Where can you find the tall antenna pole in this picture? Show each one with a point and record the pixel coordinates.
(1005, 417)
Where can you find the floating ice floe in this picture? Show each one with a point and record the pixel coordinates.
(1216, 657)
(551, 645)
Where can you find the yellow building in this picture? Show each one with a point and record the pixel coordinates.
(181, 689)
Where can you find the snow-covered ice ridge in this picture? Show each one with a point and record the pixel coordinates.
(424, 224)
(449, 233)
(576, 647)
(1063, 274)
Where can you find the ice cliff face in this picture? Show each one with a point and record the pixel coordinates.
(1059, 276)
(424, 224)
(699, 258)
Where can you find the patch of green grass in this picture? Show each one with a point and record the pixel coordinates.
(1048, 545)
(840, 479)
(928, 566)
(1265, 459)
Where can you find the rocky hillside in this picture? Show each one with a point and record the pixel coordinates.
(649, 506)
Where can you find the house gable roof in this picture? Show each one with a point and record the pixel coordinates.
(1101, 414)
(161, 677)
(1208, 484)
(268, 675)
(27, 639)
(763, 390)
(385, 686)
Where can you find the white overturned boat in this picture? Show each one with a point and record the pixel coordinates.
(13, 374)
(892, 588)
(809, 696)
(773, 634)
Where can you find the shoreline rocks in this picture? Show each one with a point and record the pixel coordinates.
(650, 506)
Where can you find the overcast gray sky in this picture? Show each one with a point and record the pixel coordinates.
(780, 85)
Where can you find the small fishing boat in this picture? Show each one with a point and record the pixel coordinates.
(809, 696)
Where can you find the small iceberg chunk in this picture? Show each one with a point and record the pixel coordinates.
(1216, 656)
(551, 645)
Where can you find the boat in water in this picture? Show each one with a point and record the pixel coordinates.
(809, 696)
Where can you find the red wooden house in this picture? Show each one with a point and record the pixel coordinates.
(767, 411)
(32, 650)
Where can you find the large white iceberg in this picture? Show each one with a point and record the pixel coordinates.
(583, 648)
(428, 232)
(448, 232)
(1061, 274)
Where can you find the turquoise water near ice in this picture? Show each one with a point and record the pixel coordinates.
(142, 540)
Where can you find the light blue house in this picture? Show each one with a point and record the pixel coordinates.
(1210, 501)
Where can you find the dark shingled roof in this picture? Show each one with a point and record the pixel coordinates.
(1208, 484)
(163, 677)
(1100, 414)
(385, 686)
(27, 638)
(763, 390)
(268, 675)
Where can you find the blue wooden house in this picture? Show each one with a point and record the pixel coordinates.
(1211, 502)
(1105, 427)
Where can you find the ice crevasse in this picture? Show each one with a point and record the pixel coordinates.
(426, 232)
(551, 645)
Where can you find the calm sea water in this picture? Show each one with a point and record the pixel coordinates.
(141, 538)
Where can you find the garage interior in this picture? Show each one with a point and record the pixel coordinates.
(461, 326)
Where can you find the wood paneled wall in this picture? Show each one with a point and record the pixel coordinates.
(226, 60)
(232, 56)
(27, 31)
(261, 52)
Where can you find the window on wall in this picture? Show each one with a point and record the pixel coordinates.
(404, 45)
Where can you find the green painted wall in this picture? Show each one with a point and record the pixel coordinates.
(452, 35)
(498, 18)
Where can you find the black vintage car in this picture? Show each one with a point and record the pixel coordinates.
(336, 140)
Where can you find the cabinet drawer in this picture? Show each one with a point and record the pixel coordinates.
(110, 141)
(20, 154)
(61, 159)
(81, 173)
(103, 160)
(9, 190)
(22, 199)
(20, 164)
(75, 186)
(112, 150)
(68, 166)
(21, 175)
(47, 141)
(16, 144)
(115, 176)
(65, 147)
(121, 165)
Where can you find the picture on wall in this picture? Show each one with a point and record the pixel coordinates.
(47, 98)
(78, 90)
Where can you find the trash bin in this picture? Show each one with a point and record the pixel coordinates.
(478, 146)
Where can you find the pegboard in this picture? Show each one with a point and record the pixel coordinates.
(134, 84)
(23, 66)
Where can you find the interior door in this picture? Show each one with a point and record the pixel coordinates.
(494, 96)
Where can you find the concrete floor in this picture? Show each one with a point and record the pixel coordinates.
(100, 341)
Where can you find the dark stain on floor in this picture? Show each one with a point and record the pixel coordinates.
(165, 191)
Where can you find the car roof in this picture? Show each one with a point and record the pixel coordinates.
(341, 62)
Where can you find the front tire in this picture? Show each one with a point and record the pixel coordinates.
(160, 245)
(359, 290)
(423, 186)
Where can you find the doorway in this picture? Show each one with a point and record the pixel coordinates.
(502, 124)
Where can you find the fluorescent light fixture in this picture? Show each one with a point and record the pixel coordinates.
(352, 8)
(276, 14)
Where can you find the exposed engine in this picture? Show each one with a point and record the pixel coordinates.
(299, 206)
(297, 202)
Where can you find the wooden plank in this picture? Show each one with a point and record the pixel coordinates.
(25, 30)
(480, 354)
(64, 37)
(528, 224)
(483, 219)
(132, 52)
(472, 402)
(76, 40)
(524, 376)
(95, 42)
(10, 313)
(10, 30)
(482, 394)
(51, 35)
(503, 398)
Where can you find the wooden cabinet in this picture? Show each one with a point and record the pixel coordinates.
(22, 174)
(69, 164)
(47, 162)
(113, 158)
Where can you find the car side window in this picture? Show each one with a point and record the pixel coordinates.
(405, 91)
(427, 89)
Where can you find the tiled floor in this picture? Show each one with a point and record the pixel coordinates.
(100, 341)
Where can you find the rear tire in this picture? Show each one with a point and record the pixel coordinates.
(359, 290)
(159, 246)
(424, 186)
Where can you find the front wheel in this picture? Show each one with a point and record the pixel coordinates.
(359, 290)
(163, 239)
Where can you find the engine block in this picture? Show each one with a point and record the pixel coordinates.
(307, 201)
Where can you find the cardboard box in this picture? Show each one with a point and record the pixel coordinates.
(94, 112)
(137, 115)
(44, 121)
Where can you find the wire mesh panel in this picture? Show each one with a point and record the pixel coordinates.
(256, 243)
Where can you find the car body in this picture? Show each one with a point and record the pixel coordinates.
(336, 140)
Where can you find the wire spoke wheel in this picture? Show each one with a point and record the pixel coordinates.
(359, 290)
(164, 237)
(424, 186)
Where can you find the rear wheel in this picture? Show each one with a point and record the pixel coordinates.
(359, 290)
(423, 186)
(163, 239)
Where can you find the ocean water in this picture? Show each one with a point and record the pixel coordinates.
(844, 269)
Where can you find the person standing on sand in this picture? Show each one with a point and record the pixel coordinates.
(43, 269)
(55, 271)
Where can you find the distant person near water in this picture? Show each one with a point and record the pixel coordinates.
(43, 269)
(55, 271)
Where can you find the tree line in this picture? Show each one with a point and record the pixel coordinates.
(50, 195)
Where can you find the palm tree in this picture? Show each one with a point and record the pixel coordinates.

● ● ● ● ● ● ●

*EXERCISE BRIEF*: What you give back should be the full listing, copied exactly.

*TASK OUTPUT*:
Where can you find the tall antenna pole in this picture? Show each one with a point and record the pixel coordinates.
(1005, 417)
Where can you find the floating ice floe in this picture? Show each one with a point and record the pixel coordinates.
(1216, 657)
(551, 645)
Where can you find the yellow building in this picture? Show each one with a point and record the pixel coordinates.
(181, 689)
Where can you find the snow-covered ice ridge in this picture? Show each one with a point and record the pixel coordinates.
(424, 224)
(449, 233)
(576, 647)
(1063, 274)
Where can you find the ice cliff face in this picture? Show each one with a point and record the pixel coordinates.
(1059, 276)
(424, 224)
(699, 258)
Where can you find the patch of green grass in this picture? Show each one with a point and record the pixel coordinates.
(1048, 545)
(840, 479)
(928, 566)
(1265, 459)
Where can you find the rocky hillside in this picture? Show each one with a point and record the pixel coordinates.
(649, 506)
Where can you find the house gable roof in this picture? Show each one with a point and record the pixel coordinates.
(1101, 414)
(161, 677)
(1208, 484)
(268, 675)
(27, 639)
(763, 390)
(385, 686)
Where can you find the white overturned boat in this picture? Show each one with a point and record the pixel coordinates.
(13, 374)
(892, 588)
(809, 696)
(773, 634)
Where can you find the shoreline rocks in this picture? Show each one with a point and record the pixel coordinates.
(650, 506)
Where can you find the overcast gray sky in this picture? Show each one with a point and record the pixel coordinates.
(780, 85)
Where can you find the small fishing boat in this picture? Show each one with a point and record the pixel coordinates.
(809, 696)
Where can you find the small iceberg chunk in this picture? Show each one with a point and record the pixel coordinates.
(1216, 656)
(551, 645)
Where can you find the boat in water in this picture? Show each one with a point and record the pixel coordinates.
(809, 696)
Where can you find the red wooden house in this picture? Show each one with a point and record the pixel coordinates.
(767, 411)
(32, 650)
Where can you find the large white iceberg in this picture? Show each one with a point and record the pixel coordinates.
(583, 648)
(428, 232)
(448, 232)
(1061, 274)
Where can you find the turquoise water near ice in this picture? Show each one with a point and record the pixel coordinates.
(142, 540)
Where can you find the light blue house in this picture? Show each one with a point and record the pixel coordinates.
(1210, 501)
Where can you find the dark shingled roof in this picture? Show each one with a point and record the pixel coordinates.
(1208, 484)
(163, 677)
(1100, 414)
(385, 686)
(27, 638)
(763, 390)
(268, 675)
Where can you find the blue wooden house in this picture? Show each one with a point and record the pixel coordinates.
(1211, 502)
(1105, 427)
Where can you find the ice crevasse in this picture? Show each one with a point and record the pixel coordinates.
(426, 232)
(551, 645)
Where can you find the calm sea water in this picture? Show each one with a point and record the pixel coordinates.
(141, 538)
Where can you find the garage interior in this picture? Show each one with a point and record the pixel coordinates.
(461, 326)
Where can you find the wood paneled wall in this picture? Show each one with a point and record the pixel coordinates.
(226, 60)
(232, 56)
(27, 31)
(261, 52)
Where can you find the window on wall in this picture? Show each one with a point and record the pixel coordinates.
(404, 45)
Where can you find the green painted wall in this picture? Show each one with a point and record the pixel coordinates.
(452, 35)
(498, 18)
Where can you find the black vintage car in this picture? Show each one with a point and record the pixel coordinates.
(336, 140)
Where can you find the cabinet drawer in this picture? Show each one with a point and record the pixel coordinates.
(110, 141)
(20, 154)
(61, 159)
(81, 173)
(103, 160)
(9, 190)
(22, 199)
(20, 164)
(75, 186)
(112, 150)
(68, 166)
(21, 175)
(47, 141)
(16, 144)
(115, 176)
(65, 147)
(121, 165)
Where can you find the picture on wall in this picture? Show each one with a point and record the pixel coordinates.
(47, 98)
(78, 90)
Where can you find the trash bin in this picture? Show each one with a point and record the pixel coordinates.
(478, 146)
Where can you find the pegboard in this picture? Show each one with a point and record the pixel coordinates.
(134, 84)
(23, 66)
Where can you find the interior door in this picture? Show each one with a point and record the pixel coordinates.
(494, 96)
Where can you find the concrete floor in this picture? Show each one with a point and record the pixel coordinates.
(100, 341)
Where can you find the dark stain on floor in this picture? Show each one with a point and record the pixel coordinates.
(165, 191)
Where can you find the car roof in this picture? Show each one with a point and record the pixel coordinates.
(341, 62)
Where can you find the front tire in this picture? Show each one with a point and record the pixel coordinates.
(160, 245)
(359, 290)
(423, 186)
Where can you find the doorway in this picture? Show each one with a point and record the pixel coordinates.
(502, 124)
Where can you find the fluorescent light fixture in this picture? Show each one with a point and record the pixel coordinates.
(352, 8)
(276, 14)
Where can you find the exposed engine in this picture? Show each one with a point and record the pixel coordinates.
(299, 206)
(297, 202)
Where can you find the wooden plank in this picture? Show each one with a point and record the pixel coordinates.
(25, 30)
(480, 354)
(64, 37)
(528, 224)
(483, 219)
(132, 52)
(472, 402)
(76, 40)
(524, 376)
(95, 42)
(10, 313)
(10, 30)
(482, 394)
(51, 35)
(503, 398)
Where can you find the wooden cabinet in this picture? Show each one with a point and record the pixel coordinates.
(22, 174)
(69, 164)
(47, 162)
(113, 158)
Where can you find the car side window in this picture? Show each one with a point and record the pixel coordinates.
(405, 91)
(427, 89)
Where can you find the tiled floor in this picture? Show each one with a point and record the pixel coordinates.
(100, 341)
Where can you find the rear tire in this picture? Show each one with a point and record the pixel coordinates.
(359, 290)
(159, 246)
(424, 186)
Where can you find the front wheel in this picture? Show each one with a point and record the pixel coordinates.
(359, 290)
(163, 239)
Where can you find the engine block in this picture? Show each one with a point and record the pixel coordinates.
(307, 201)
Where can you find the cardboard box in this picture? Show each one with a point and record the pixel coordinates.
(94, 112)
(137, 115)
(44, 121)
Where can you find the wire mesh panel in this picture? Show each one with a point and record the pixel coordinates.
(256, 243)
Where can you find the car body in this picture? Show each one with a point and record the pixel coordinates.
(336, 140)
Where can you find the wire spoke wheel in this picture? Show each one with a point and record the pixel coordinates.
(359, 290)
(164, 237)
(424, 186)
Where can you find the rear wheel in this picture? Show each one with a point and record the pixel coordinates.
(359, 290)
(423, 186)
(163, 239)
Where can you find the ocean water in this picture? Show each one with a point and record the pixel coordinates.
(844, 269)
Where can you find the person standing on sand in this picture? Show each one with a point and record the pixel coordinates.
(43, 269)
(55, 271)
Where can you find the distant person near water in this picture? Show each one with a point and record the pixel coordinates.
(43, 269)
(55, 271)
Where can you find the tree line in this picture? Show each one with a point and record the pixel coordinates.
(50, 195)
Where can you find the palm tree in this picture? Show each one with a point and record the pixel coordinates.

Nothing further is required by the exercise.